- [What to produce]:
In the records below, the line with "# point at: dark" opens the range and the line with "x=177, y=149" closes it; print that range exactly and nothing else.

#### Records shown ####

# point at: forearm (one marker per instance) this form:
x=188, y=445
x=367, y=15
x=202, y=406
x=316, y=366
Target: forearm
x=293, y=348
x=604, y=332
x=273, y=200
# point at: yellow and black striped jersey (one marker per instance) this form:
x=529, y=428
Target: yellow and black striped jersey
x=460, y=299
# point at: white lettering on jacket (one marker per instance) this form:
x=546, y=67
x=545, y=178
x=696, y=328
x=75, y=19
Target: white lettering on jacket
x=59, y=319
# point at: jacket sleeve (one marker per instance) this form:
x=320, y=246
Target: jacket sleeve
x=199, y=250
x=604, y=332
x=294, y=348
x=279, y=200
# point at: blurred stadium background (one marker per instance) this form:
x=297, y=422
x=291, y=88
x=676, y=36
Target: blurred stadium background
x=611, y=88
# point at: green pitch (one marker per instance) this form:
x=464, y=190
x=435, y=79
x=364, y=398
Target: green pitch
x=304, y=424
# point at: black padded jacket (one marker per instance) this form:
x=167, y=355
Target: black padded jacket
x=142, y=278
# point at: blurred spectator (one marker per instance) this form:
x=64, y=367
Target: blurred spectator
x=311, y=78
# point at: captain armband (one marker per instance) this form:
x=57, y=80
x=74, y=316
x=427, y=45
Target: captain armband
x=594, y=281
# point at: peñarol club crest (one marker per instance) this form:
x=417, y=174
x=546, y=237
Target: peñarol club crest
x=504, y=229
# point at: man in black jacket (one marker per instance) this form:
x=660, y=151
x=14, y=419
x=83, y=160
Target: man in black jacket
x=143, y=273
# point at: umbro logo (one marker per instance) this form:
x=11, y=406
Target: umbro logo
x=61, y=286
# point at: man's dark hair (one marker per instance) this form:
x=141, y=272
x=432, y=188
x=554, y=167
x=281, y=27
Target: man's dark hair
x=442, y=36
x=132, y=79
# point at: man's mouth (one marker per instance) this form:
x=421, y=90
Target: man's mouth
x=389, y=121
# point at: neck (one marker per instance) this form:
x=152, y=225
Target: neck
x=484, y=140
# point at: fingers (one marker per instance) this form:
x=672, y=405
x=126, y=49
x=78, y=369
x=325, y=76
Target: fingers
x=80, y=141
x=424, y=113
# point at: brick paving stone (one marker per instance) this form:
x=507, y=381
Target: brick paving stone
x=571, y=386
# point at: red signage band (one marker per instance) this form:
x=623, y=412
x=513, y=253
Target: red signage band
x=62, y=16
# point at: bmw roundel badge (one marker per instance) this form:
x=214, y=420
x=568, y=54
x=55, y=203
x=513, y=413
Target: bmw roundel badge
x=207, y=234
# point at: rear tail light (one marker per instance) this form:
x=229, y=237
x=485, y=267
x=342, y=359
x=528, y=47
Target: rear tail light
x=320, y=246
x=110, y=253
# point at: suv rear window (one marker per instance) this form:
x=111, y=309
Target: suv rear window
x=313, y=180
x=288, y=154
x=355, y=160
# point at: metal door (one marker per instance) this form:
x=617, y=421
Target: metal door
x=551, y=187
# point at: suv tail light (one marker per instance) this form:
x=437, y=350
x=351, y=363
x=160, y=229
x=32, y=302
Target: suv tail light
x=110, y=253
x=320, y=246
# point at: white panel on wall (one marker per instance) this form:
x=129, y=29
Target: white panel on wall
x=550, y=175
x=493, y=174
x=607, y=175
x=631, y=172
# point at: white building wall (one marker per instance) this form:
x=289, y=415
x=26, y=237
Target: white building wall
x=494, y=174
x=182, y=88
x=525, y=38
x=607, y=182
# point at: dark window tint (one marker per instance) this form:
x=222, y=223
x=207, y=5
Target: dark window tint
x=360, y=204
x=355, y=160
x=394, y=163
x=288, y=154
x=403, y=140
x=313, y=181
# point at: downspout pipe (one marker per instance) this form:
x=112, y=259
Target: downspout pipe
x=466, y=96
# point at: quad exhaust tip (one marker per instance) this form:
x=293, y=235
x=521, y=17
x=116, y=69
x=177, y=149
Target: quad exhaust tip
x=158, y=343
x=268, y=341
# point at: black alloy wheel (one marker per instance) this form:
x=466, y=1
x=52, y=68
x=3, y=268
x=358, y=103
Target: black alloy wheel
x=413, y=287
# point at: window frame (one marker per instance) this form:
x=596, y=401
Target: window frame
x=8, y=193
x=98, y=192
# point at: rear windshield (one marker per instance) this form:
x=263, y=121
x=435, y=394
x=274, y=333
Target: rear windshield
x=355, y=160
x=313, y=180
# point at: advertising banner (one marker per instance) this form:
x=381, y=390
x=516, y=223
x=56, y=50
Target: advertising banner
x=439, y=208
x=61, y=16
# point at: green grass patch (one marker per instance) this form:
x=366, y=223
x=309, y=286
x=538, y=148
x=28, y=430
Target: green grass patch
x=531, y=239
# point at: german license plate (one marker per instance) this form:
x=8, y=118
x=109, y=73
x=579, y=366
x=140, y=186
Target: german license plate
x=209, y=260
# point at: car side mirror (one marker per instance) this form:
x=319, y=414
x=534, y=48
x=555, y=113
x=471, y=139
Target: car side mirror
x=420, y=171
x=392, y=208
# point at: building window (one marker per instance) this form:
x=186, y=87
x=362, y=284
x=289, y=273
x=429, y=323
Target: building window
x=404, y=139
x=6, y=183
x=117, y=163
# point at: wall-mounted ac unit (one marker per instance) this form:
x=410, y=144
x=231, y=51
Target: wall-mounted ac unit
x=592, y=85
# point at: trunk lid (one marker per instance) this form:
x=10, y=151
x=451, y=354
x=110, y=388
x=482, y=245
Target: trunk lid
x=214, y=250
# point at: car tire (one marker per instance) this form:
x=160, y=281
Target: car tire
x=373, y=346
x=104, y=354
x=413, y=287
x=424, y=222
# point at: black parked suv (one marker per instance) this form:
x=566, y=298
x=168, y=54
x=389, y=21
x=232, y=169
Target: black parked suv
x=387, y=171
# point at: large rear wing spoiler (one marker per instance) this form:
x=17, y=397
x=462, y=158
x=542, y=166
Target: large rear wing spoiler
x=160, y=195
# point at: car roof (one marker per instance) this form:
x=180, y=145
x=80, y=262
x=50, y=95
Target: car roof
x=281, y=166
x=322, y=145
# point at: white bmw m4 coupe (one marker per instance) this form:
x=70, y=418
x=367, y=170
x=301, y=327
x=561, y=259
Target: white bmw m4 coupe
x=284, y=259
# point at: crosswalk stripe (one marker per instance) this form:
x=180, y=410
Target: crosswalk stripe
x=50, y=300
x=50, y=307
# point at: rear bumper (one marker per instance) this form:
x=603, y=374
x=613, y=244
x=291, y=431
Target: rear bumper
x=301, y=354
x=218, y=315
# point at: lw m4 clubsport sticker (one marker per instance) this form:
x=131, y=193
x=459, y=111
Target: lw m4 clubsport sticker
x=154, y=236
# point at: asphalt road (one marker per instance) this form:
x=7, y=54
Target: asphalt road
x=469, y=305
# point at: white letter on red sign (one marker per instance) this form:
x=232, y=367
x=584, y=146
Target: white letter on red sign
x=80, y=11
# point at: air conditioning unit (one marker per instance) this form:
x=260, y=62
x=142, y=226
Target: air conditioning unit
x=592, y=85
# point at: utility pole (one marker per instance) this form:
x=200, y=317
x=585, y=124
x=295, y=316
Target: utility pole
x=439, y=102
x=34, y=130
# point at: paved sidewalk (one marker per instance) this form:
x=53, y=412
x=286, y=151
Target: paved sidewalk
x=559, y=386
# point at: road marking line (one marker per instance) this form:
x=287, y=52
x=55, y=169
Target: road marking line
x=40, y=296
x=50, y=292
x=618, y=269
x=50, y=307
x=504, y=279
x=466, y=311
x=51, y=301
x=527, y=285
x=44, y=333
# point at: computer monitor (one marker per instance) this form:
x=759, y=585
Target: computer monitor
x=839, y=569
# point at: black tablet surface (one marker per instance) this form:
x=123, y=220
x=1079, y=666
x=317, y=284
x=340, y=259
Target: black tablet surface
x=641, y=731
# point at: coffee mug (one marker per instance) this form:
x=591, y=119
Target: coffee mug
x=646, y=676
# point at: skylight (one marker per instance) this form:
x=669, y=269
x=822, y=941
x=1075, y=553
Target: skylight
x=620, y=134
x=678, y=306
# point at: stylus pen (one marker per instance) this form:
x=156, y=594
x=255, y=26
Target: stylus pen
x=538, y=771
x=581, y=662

####

- [Solution to the exercise]:
# point at: dark window tint (one marker per instance) this form:
x=222, y=223
x=207, y=5
Target: dark window tint
x=360, y=204
x=355, y=160
x=394, y=163
x=288, y=154
x=403, y=140
x=313, y=181
# point at: downspout pipe (one marker per instance) this form:
x=112, y=259
Target: downspout pipe
x=466, y=96
# point at: quad exhaust tip (one marker per instance) this form:
x=293, y=235
x=521, y=17
x=116, y=69
x=177, y=149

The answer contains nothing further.